El remisero absoluto

Por Volquer

Foto: Illya Kuryaki & The Valderramas; Chaco

Hace alrededor de una semana, viajaba en un remis Fiat Siena modelo 2004, con fallas en los amortiguadores y un capot color chapa natural que despedía un humito dudoso por las rendijas laterales. El viaje era el inicio de otro viaje, pero el destino inmediato era el aeropuerto de Ezeiza. Dentro de lo posible, todo funcionaba más o menos bien para un miércoles a las tres de la tarde. El tránsito un poco pesado, la autopista brillante y opaca al mismo tiempo. Las casas que dan a la autopista como las partes destapadas de un cuerpo vigilado mientras duerme. El olor a pasto en el instante justo en que sus raíces empiezan a secarse, la respiración de neumáticos en contacto con el asfalto caliente. Y el sol. Tamizado por la suciedad del parabrisas. 

La cuestión es que, de repente, el tránsito empezó a ponerse espeso. Cada vez más lento, hasta que el Siena se detuvo por completo. Hacia delante, un dominó de techos metalizados. Imposible seguir. En menos de cinco minutos, el locutor de Radio 10 nos contó que a unos dos kilómetros había sucedido un triple choque. Un charter que iba para Ituzaingó contra un camión y dos o tres autos. No había muertos, pero las ambulancias recién estaban en camino.

En este punto, tengo que presentar al remisero absoluto. Se llama Juan Carlos, y trabaja para la agencia de remises más barata de La Paternal. Yo no lo conocía. En el camino hacia lo de mi padre, habíamos hablado del modelo económico brasileño y sus diferencias con el argentino. Juan Carlos era un gran admirador de los brasileños, y me contó que cada vez con más frecuencia tenía que ir a al aeropuerto a buscar técnicos e ingenieros de una empresa de autopartes de ese país que estaba a punto de abrir una fábrica acá en Buenos Aires. Me dijo que él mismo les reservaba hotel, que lo hacía gratis, y que los brasileños ya lo conocían y le dejaban buenas propinas aunque en general eran bastante amarretes. También me contó que todavía estaban con dudas sobre si poner o no la planta acá porque la casa matriz de las autopartes era francesa y consideraba muy riesgoso invertir en un país como el nuestro porque piensan que la presidenta está loca y que en cualquier momento esto puede transformarse en Venezuela.

# MATERIAL DEL EJERCICIO:
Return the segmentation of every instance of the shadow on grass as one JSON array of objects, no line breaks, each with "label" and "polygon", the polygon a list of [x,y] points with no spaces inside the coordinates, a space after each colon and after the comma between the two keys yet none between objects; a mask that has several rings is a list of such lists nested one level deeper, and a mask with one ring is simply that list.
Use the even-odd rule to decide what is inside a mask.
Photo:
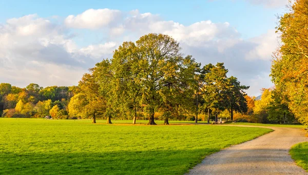
[{"label": "shadow on grass", "polygon": [[[125,145],[123,145],[125,146]],[[112,148],[103,148],[112,150]],[[0,153],[3,174],[183,174],[217,149],[101,153]]]}]

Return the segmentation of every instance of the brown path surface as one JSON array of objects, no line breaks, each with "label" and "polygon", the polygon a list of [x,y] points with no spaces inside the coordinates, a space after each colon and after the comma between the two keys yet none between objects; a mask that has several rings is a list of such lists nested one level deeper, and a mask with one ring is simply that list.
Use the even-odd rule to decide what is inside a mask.
[{"label": "brown path surface", "polygon": [[293,145],[308,142],[304,131],[266,128],[275,131],[210,155],[187,174],[308,174],[288,153]]}]

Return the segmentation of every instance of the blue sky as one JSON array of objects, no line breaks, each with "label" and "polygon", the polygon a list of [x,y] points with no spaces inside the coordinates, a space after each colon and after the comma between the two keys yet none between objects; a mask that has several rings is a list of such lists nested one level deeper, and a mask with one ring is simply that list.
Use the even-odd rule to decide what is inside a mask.
[{"label": "blue sky", "polygon": [[256,36],[275,28],[277,22],[275,15],[285,11],[283,6],[266,8],[263,4],[230,0],[2,1],[0,22],[33,13],[43,17],[54,15],[65,17],[91,8],[109,8],[126,12],[138,9],[141,13],[158,14],[165,20],[186,25],[204,20],[214,23],[227,22],[242,33],[243,38]]},{"label": "blue sky", "polygon": [[122,42],[153,32],[174,37],[203,64],[224,62],[257,95],[272,86],[276,15],[287,2],[1,1],[0,82],[76,85]]}]

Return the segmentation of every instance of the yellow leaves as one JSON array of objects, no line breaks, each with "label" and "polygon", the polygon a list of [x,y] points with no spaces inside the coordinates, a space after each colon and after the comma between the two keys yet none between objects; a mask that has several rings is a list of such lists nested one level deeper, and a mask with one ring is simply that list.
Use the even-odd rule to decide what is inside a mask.
[{"label": "yellow leaves", "polygon": [[15,110],[17,112],[21,112],[23,110],[23,108],[24,107],[24,103],[21,100],[18,102],[17,104],[16,104],[16,107],[15,107]]},{"label": "yellow leaves", "polygon": [[258,114],[266,110],[266,108],[272,101],[273,101],[273,99],[272,99],[271,89],[264,89],[261,100],[255,102],[254,112],[255,114]]},{"label": "yellow leaves", "polygon": [[57,105],[54,105],[52,108],[49,110],[49,114],[52,118],[54,118],[55,117],[57,116],[57,114],[60,111],[60,109]]}]

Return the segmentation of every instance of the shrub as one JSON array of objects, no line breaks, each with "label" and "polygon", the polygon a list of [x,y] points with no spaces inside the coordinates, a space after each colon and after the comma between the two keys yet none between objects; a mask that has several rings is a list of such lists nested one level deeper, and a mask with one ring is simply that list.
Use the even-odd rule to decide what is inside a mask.
[{"label": "shrub", "polygon": [[5,109],[3,111],[2,116],[4,118],[12,118],[15,112],[15,109]]},{"label": "shrub", "polygon": [[239,119],[236,120],[236,122],[237,122],[247,123],[247,122],[248,122],[248,121],[245,119]]}]

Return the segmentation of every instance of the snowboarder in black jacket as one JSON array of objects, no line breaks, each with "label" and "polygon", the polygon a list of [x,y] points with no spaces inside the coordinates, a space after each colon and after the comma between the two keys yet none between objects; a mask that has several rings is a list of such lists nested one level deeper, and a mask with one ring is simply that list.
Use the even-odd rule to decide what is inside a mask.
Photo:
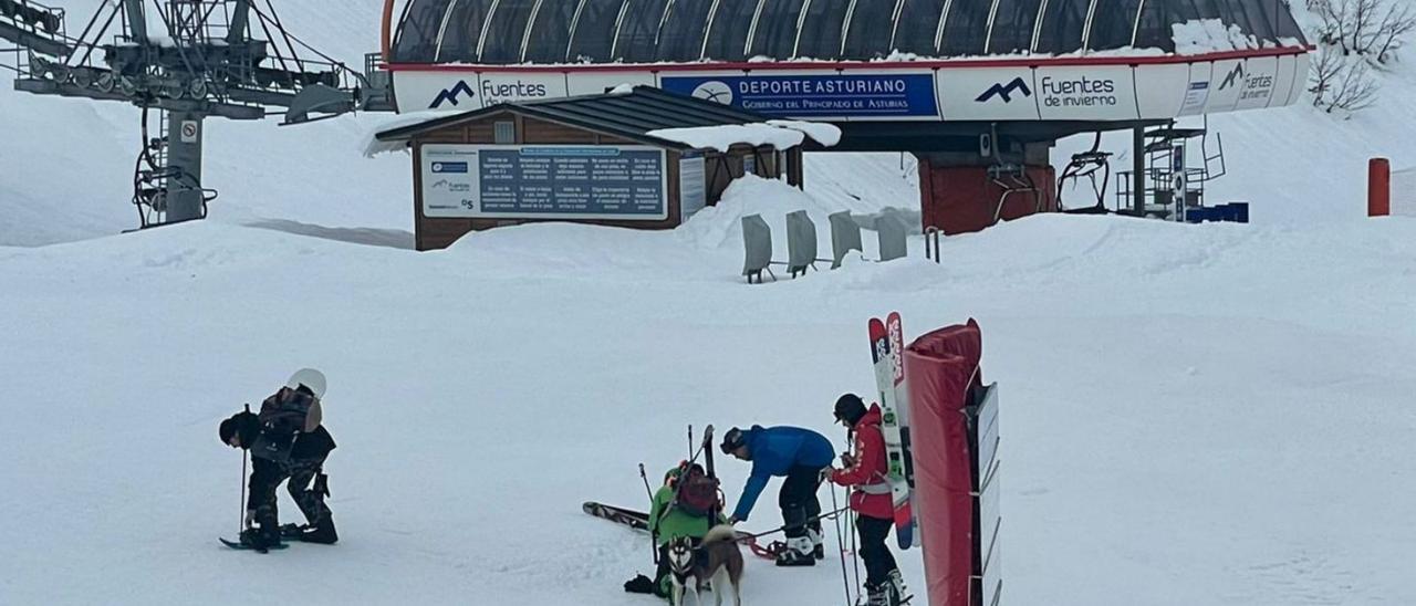
[{"label": "snowboarder in black jacket", "polygon": [[[323,467],[336,445],[321,425],[323,395],[324,375],[302,370],[262,402],[259,415],[239,412],[221,423],[221,442],[249,450],[253,467],[242,544],[268,549],[280,544],[282,534],[306,542],[338,541],[334,518],[324,504],[330,493]],[[304,527],[290,524],[282,530],[279,524],[276,488],[286,480],[290,497],[309,522]]]}]

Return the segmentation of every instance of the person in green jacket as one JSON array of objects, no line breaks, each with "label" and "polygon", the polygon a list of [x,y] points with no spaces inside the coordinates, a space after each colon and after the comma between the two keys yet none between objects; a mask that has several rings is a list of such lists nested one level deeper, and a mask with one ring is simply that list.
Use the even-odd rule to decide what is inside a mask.
[{"label": "person in green jacket", "polygon": [[[702,473],[702,467],[697,463],[694,463],[692,469]],[[658,545],[658,569],[654,572],[653,582],[640,576],[624,583],[624,589],[629,592],[654,593],[660,598],[668,598],[668,592],[673,588],[673,581],[668,576],[668,542],[680,537],[688,537],[697,544],[708,534],[709,528],[728,522],[728,518],[721,513],[718,514],[716,524],[714,524],[707,515],[695,515],[683,507],[671,507],[677,494],[678,479],[687,470],[688,467],[680,464],[666,471],[664,486],[654,493],[654,500],[649,510],[649,531],[654,535],[654,545]]]}]

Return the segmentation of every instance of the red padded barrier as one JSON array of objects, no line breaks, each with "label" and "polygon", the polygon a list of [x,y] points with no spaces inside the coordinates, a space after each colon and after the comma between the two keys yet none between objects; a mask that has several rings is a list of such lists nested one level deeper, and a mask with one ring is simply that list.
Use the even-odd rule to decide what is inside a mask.
[{"label": "red padded barrier", "polygon": [[981,385],[978,323],[925,334],[905,348],[915,507],[930,606],[969,606],[974,573],[973,471],[963,409]]}]

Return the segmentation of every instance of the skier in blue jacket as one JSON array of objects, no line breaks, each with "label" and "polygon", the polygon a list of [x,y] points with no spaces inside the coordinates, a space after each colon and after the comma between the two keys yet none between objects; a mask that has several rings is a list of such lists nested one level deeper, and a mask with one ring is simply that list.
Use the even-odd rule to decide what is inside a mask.
[{"label": "skier in blue jacket", "polygon": [[835,449],[826,436],[801,428],[732,428],[722,438],[722,452],[752,462],[752,476],[742,488],[729,522],[748,520],[762,488],[773,476],[784,477],[777,505],[786,524],[787,548],[777,555],[779,566],[813,566],[826,556],[821,547],[821,501],[816,490],[821,471],[831,467]]}]

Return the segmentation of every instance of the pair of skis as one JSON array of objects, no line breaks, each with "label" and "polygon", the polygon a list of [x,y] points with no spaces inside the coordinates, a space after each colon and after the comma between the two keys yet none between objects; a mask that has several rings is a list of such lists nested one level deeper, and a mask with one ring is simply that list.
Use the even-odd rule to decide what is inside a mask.
[{"label": "pair of skis", "polygon": [[[606,505],[596,501],[585,501],[581,508],[590,515],[600,520],[609,520],[615,524],[623,524],[637,531],[649,532],[649,514],[644,511],[626,510],[623,507]],[[752,554],[763,559],[776,559],[777,554],[772,551],[770,547],[762,545],[758,539],[745,531],[738,531],[738,542],[742,542]]]},{"label": "pair of skis", "polygon": [[885,321],[869,320],[871,357],[881,404],[881,433],[885,438],[886,481],[895,504],[895,538],[901,549],[918,545],[915,513],[915,464],[909,442],[909,392],[905,385],[905,338],[899,311]]}]

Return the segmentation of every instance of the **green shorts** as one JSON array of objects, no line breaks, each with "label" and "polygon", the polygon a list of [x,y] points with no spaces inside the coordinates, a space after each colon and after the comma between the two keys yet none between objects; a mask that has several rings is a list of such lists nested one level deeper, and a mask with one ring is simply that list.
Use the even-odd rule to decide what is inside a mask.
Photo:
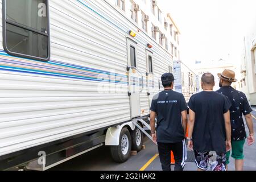
[{"label": "green shorts", "polygon": [[[243,146],[245,143],[245,140],[240,141],[232,141],[231,145],[232,146],[232,154],[231,156],[235,159],[243,159]],[[226,163],[229,163],[229,157],[230,156],[230,151],[226,153]]]}]

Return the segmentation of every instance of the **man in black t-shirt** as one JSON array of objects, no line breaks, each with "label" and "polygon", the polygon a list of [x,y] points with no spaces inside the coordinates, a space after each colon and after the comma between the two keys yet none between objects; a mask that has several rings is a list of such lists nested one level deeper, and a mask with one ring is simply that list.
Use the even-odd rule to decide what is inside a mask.
[{"label": "man in black t-shirt", "polygon": [[[183,95],[172,90],[174,75],[164,73],[161,80],[164,90],[154,97],[150,108],[152,137],[155,142],[158,142],[163,171],[171,171],[171,151],[175,160],[175,170],[183,171],[187,160],[184,139],[188,106]],[[156,131],[155,130],[156,117]]]},{"label": "man in black t-shirt", "polygon": [[[253,110],[245,94],[231,86],[232,82],[237,81],[235,78],[236,73],[234,71],[225,69],[221,74],[218,74],[218,76],[220,78],[221,89],[217,92],[227,96],[232,104],[230,108],[232,146],[231,156],[235,159],[236,170],[242,171],[243,167],[243,146],[247,138],[243,115],[250,133],[247,140],[248,145],[250,146],[255,141],[253,117],[251,114]],[[227,164],[229,163],[230,155],[229,151],[227,153]]]},{"label": "man in black t-shirt", "polygon": [[[203,92],[193,95],[189,102],[188,147],[194,150],[199,171],[226,170],[226,153],[231,149],[231,126],[228,98],[213,92],[214,77],[202,76]],[[193,137],[193,138],[192,138]]]}]

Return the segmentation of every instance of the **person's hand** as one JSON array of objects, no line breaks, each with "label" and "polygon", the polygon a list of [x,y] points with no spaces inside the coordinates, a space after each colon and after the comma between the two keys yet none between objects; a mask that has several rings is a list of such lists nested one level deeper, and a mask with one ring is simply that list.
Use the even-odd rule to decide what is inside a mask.
[{"label": "person's hand", "polygon": [[255,142],[254,135],[250,134],[247,138],[247,143],[250,146]]},{"label": "person's hand", "polygon": [[226,141],[226,150],[227,152],[231,150],[231,141]]},{"label": "person's hand", "polygon": [[189,149],[190,150],[193,151],[193,141],[191,140],[191,141],[188,141],[188,149]]},{"label": "person's hand", "polygon": [[156,133],[151,134],[151,136],[154,142],[156,143]]}]

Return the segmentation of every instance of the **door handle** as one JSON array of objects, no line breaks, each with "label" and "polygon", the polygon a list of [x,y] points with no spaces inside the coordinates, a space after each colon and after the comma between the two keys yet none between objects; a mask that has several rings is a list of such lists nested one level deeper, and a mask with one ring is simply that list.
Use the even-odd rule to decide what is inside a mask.
[{"label": "door handle", "polygon": [[[138,68],[136,68],[136,67],[127,67],[126,69],[127,69],[127,72],[130,71],[130,69],[134,69],[136,70],[138,72],[139,72],[139,73],[141,75],[142,89],[141,89],[141,90],[139,91],[139,93],[142,93],[142,91],[143,91],[143,89],[144,89],[144,77],[143,77],[143,75],[142,73],[141,72],[139,71],[139,70],[138,69]],[[140,86],[140,85],[139,85],[139,86]]]}]

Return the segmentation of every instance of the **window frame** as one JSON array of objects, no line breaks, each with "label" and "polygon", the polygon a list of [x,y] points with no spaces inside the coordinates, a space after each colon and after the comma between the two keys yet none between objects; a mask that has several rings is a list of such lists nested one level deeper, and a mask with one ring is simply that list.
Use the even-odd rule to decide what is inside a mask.
[{"label": "window frame", "polygon": [[[44,62],[47,62],[50,60],[51,57],[51,39],[50,39],[50,23],[49,23],[49,1],[46,1],[46,14],[47,16],[47,33],[44,33],[38,30],[36,30],[33,28],[27,27],[26,26],[19,24],[18,23],[16,23],[14,22],[13,22],[10,20],[7,20],[6,19],[6,0],[3,0],[2,1],[2,24],[3,24],[3,47],[5,52],[7,53],[9,55],[17,56],[17,57],[24,57],[24,58],[28,58],[28,59],[32,59],[33,60],[36,60],[38,61],[44,61]],[[8,49],[7,46],[7,24],[11,24],[12,26],[14,26],[15,27],[17,27],[20,28],[23,28],[26,30],[29,31],[30,32],[32,32],[33,33],[35,33],[37,34],[39,34],[43,36],[47,36],[47,53],[48,56],[47,58],[42,58],[40,57],[31,56],[31,55],[25,55],[23,53],[17,53],[15,52],[10,51]]]}]

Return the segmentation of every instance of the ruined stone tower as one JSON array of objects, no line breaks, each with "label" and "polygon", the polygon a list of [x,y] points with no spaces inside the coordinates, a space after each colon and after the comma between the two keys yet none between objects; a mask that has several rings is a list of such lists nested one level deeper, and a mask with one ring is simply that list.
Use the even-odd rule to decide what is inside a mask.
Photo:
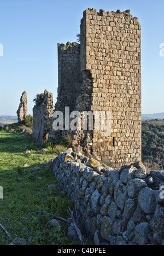
[{"label": "ruined stone tower", "polygon": [[48,139],[50,118],[53,114],[53,95],[45,90],[34,100],[33,108],[33,136],[38,143],[43,143]]},{"label": "ruined stone tower", "polygon": [[[130,11],[89,9],[80,45],[58,45],[56,108],[111,111],[112,133],[72,133],[74,150],[122,165],[141,160],[141,27]],[[80,51],[77,50],[80,49]],[[55,132],[51,132],[55,136]]]},{"label": "ruined stone tower", "polygon": [[19,122],[25,120],[27,115],[27,98],[25,91],[21,96],[20,103],[16,113]]}]

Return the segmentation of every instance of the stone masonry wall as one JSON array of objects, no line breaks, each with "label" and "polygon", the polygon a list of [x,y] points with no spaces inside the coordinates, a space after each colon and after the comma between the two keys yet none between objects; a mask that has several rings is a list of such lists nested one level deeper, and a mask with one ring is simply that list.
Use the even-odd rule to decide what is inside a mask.
[{"label": "stone masonry wall", "polygon": [[148,174],[140,162],[114,170],[72,149],[51,165],[95,245],[164,245],[163,170]]},{"label": "stone masonry wall", "polygon": [[[106,117],[110,111],[112,133],[103,137],[102,131],[96,131],[95,127],[92,132],[74,131],[73,149],[117,166],[140,161],[138,19],[133,18],[129,11],[97,12],[89,8],[81,20],[80,40],[80,45],[58,45],[58,89],[55,110],[63,112],[65,107],[70,106],[70,111],[103,111]],[[66,132],[57,133],[51,129],[51,137],[59,133],[64,136]]]},{"label": "stone masonry wall", "polygon": [[25,91],[21,96],[20,103],[16,113],[19,122],[24,121],[27,116],[27,92]]},{"label": "stone masonry wall", "polygon": [[50,118],[53,114],[53,95],[46,90],[38,95],[33,108],[33,136],[38,143],[43,143],[49,134]]},{"label": "stone masonry wall", "polygon": [[77,43],[58,44],[58,86],[55,110],[75,108],[76,96],[82,85],[80,72],[80,45]]},{"label": "stone masonry wall", "polygon": [[92,155],[99,160],[141,160],[140,32],[138,19],[127,13],[84,12],[81,70],[93,79],[91,110],[112,112],[110,137],[93,130]]}]

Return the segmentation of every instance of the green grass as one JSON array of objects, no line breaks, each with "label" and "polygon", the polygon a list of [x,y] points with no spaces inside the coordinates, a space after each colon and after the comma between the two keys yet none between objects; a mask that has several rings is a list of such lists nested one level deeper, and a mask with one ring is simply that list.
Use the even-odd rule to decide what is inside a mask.
[{"label": "green grass", "polygon": [[[3,188],[0,223],[13,240],[21,237],[29,245],[28,240],[32,237],[32,245],[70,245],[72,241],[65,235],[68,228],[65,223],[56,228],[46,225],[55,213],[69,217],[67,210],[72,209],[74,203],[61,191],[48,189],[57,183],[49,164],[56,155],[52,151],[43,153],[44,147],[30,135],[0,131],[0,185]],[[25,167],[26,164],[30,166]],[[39,168],[34,168],[36,166]],[[28,234],[23,232],[25,228],[28,229]],[[12,241],[0,226],[0,245]]]}]

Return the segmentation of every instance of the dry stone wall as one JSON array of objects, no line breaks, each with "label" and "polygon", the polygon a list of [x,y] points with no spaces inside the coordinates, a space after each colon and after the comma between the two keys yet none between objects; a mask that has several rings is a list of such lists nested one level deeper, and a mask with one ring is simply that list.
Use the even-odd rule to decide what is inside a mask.
[{"label": "dry stone wall", "polygon": [[[72,133],[74,151],[118,166],[141,160],[141,27],[129,11],[89,8],[80,45],[58,44],[56,110],[112,112],[112,133]],[[79,82],[79,81],[80,81]],[[51,126],[52,127],[52,120]],[[51,130],[51,137],[57,133]],[[60,133],[63,136],[65,132]],[[90,139],[88,139],[90,137]]]},{"label": "dry stone wall", "polygon": [[20,103],[16,113],[19,122],[24,121],[27,116],[27,92],[25,91],[21,96]]},{"label": "dry stone wall", "polygon": [[163,170],[148,174],[141,162],[113,170],[72,149],[51,166],[96,245],[163,245]]},{"label": "dry stone wall", "polygon": [[33,136],[38,143],[43,143],[48,139],[53,109],[53,95],[45,90],[37,96],[33,108]]}]

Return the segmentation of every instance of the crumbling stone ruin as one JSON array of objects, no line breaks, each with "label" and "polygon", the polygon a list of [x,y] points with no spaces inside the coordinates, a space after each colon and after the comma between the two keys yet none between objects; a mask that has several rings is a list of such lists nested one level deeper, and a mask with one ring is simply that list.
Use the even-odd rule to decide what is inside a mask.
[{"label": "crumbling stone ruin", "polygon": [[24,121],[27,116],[27,92],[25,91],[20,98],[20,103],[16,112],[18,121]]},{"label": "crumbling stone ruin", "polygon": [[43,143],[49,137],[50,118],[52,116],[53,95],[46,90],[37,95],[33,108],[33,136],[38,143]]},{"label": "crumbling stone ruin", "polygon": [[[95,245],[164,245],[163,170],[148,173],[141,162],[113,170],[72,149],[51,162]],[[73,223],[68,234],[76,237]]]},{"label": "crumbling stone ruin", "polygon": [[[80,44],[58,45],[56,110],[111,111],[112,133],[71,133],[74,152],[118,165],[141,160],[141,27],[127,10],[89,8],[80,25]],[[52,129],[51,137],[58,136]],[[65,136],[62,131],[60,136]]]}]

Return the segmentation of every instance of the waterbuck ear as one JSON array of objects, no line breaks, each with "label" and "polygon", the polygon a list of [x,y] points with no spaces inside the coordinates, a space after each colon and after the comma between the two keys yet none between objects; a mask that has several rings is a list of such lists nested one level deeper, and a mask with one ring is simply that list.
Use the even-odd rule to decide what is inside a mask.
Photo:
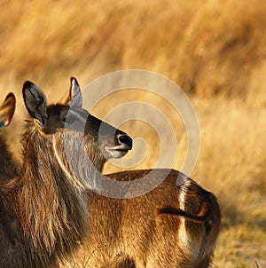
[{"label": "waterbuck ear", "polygon": [[9,93],[0,106],[0,128],[7,126],[14,114],[16,98],[13,93]]},{"label": "waterbuck ear", "polygon": [[33,83],[23,84],[23,99],[28,114],[36,119],[41,127],[47,124],[46,99],[41,90]]},{"label": "waterbuck ear", "polygon": [[81,108],[82,106],[82,96],[81,88],[74,77],[70,78],[70,89],[61,100],[61,104],[71,107]]}]

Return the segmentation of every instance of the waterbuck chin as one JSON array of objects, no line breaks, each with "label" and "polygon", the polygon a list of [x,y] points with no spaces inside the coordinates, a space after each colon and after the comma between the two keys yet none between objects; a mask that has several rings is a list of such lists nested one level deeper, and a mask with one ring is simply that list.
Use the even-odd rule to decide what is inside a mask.
[{"label": "waterbuck chin", "polygon": [[[88,233],[86,191],[93,188],[93,172],[101,170],[106,159],[125,155],[132,140],[82,109],[74,78],[60,103],[47,106],[31,82],[24,83],[23,98],[29,115],[21,139],[21,169],[2,182],[0,267],[54,267]],[[95,170],[84,164],[87,158]]]},{"label": "waterbuck chin", "polygon": [[[0,128],[7,126],[14,114],[16,99],[13,93],[9,93],[0,106]],[[8,146],[3,137],[0,137],[0,193],[4,191],[4,179],[17,175],[15,163]]]}]

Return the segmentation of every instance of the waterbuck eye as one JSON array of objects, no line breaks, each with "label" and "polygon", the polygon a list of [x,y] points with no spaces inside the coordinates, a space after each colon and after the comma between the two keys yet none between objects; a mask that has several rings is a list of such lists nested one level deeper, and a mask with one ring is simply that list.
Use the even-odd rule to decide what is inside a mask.
[{"label": "waterbuck eye", "polygon": [[74,116],[71,115],[71,114],[66,114],[63,118],[63,122],[67,122],[68,124],[72,124],[74,123],[75,121]]}]

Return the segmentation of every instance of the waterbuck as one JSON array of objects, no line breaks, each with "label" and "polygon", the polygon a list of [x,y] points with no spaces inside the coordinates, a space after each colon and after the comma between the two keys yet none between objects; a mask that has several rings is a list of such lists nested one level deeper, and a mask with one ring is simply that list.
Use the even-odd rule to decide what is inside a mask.
[{"label": "waterbuck", "polygon": [[[7,126],[14,114],[16,99],[13,93],[9,93],[0,106],[0,128]],[[13,177],[17,174],[15,163],[8,146],[3,137],[0,137],[0,193],[4,191],[2,187],[2,179]]]},{"label": "waterbuck", "polygon": [[86,190],[93,188],[94,177],[84,159],[101,170],[106,158],[125,155],[132,140],[82,109],[74,78],[60,103],[47,106],[43,93],[28,81],[23,99],[29,115],[21,169],[1,182],[5,191],[0,195],[0,267],[54,267],[87,233]]},{"label": "waterbuck", "polygon": [[101,190],[88,191],[88,237],[69,267],[209,267],[221,223],[213,193],[174,169],[95,176]]},{"label": "waterbuck", "polygon": [[88,238],[69,267],[209,267],[221,222],[211,193],[174,169],[107,177],[118,182],[145,177],[150,184],[165,179],[153,191],[129,199],[89,191]]}]

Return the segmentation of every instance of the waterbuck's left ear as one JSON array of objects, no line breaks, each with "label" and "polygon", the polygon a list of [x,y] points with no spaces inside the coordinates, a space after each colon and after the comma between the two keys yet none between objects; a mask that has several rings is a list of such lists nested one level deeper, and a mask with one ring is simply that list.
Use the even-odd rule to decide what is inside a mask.
[{"label": "waterbuck's left ear", "polygon": [[16,108],[16,98],[9,93],[0,106],[0,128],[7,126],[12,119]]},{"label": "waterbuck's left ear", "polygon": [[42,128],[47,124],[46,99],[41,90],[33,83],[23,84],[23,99],[28,114],[36,119]]},{"label": "waterbuck's left ear", "polygon": [[82,106],[82,96],[81,88],[74,77],[70,78],[70,89],[61,100],[61,104],[68,105],[71,107],[81,108]]}]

# INSTRUCCIÓN A:
Reproduce el pasaje del texto sobre el remisero desde "Hace alrededor de" hasta "suciedad del parabrisas." inclusive y renombra "Fiat Siena" como "Peugeot 206".
# INSTRUCCIÓN B:
Extrae de las filas cada línea en la que figure la cadena "shirt".
Las filas no guardan ninguna relación con el texto sobre el remisero.

# RESULTADO DEL EJERCICIO A:
Hace alrededor de una semana, viajaba en un remis Peugeot 206 modelo 2004, con fallas en los amortiguadores y un capot color chapa natural que despedía un humito dudoso por las rendijas laterales. El viaje era el inicio de otro viaje, pero el destino inmediato era el aeropuerto de Ezeiza. Dentro de lo posible, todo funcionaba más o menos bien para un miércoles a las tres de la tarde. El tránsito un poco pesado, la autopista brillante y opaca al mismo tiempo. Las casas que dan a la autopista como las partes destapadas de un cuerpo vigilado mientras duerme. El olor a pasto en el instante justo en que sus raíces empiezan a secarse, la respiración de neumáticos en contacto con el asfalto caliente. Y el sol. Tamizado por la suciedad del parabrisas.

# RESULTADO DEL EJERCICIO B:
Return the segmentation of every instance of the **man in black t-shirt** as one JSON array of objects, no line breaks, each with "label" and "polygon", the polygon a list of [x,y] points with no spaces inside the coordinates, a space after each colon and after the comma between the two keys yet none between objects; a mask that has several rings is a list of such lists nested one level deeper, and a mask with one ring is simply that list.
[{"label": "man in black t-shirt", "polygon": [[[183,95],[172,90],[174,75],[164,73],[161,80],[164,90],[154,97],[150,108],[152,137],[155,142],[158,142],[163,171],[171,171],[171,151],[175,160],[175,170],[183,171],[187,160],[184,139],[188,106]],[[156,131],[155,130],[156,117]]]},{"label": "man in black t-shirt", "polygon": [[[253,110],[245,94],[231,86],[232,82],[237,81],[235,78],[236,73],[234,71],[225,69],[221,74],[218,74],[218,76],[220,78],[221,89],[217,92],[227,96],[232,104],[230,108],[232,146],[231,156],[235,159],[236,170],[242,171],[243,167],[243,146],[247,138],[243,115],[250,133],[247,140],[248,145],[250,146],[255,141],[253,117],[251,114]],[[227,164],[229,163],[230,155],[229,151],[227,153]]]},{"label": "man in black t-shirt", "polygon": [[[203,92],[193,95],[189,102],[188,147],[194,150],[199,171],[226,170],[226,153],[231,149],[231,126],[228,98],[213,92],[214,77],[202,76]],[[193,137],[193,138],[192,138]]]}]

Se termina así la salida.